--- START RECORDS PROVIDED ---
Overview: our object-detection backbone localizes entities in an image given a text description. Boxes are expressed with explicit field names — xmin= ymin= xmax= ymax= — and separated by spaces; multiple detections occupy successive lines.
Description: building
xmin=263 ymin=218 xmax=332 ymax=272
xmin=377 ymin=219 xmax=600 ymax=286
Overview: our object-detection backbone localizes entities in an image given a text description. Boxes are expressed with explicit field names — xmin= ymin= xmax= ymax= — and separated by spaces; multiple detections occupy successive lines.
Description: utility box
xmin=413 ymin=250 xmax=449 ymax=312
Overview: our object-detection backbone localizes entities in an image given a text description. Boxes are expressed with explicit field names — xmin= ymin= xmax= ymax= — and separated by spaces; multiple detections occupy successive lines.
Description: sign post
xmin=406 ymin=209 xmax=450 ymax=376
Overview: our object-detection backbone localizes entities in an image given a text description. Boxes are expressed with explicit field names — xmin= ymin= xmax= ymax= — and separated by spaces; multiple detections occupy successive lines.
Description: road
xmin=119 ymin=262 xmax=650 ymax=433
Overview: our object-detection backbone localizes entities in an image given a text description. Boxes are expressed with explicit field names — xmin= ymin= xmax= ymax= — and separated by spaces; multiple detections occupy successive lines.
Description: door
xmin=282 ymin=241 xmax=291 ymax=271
--- END RECORDS PROVIDED ---
→ TASK TO CARRY OUT
Rewrite the records above from the start through the line that contains "xmin=413 ymin=250 xmax=449 ymax=312", including both ends and every request, and add -128 to each bounding box coordinate in the answers.

→ REPLY
Overview: our object-detection backbone localizes entities in an image given a text description. Boxes are expressed with explicit field names — xmin= ymin= xmax= ymax= — and separated by spaces; multiple detections occupy successive lines.
Description: building
xmin=135 ymin=90 xmax=204 ymax=144
xmin=249 ymin=91 xmax=472 ymax=158
Overview: our object-detection backbone localizes entities in an image given a text description. Boxes are expressed with explicit field names — xmin= ymin= xmax= ymax= — and separated by spaces; multiple detections occupy successive lines.
Description: utility box
xmin=285 ymin=122 xmax=321 ymax=184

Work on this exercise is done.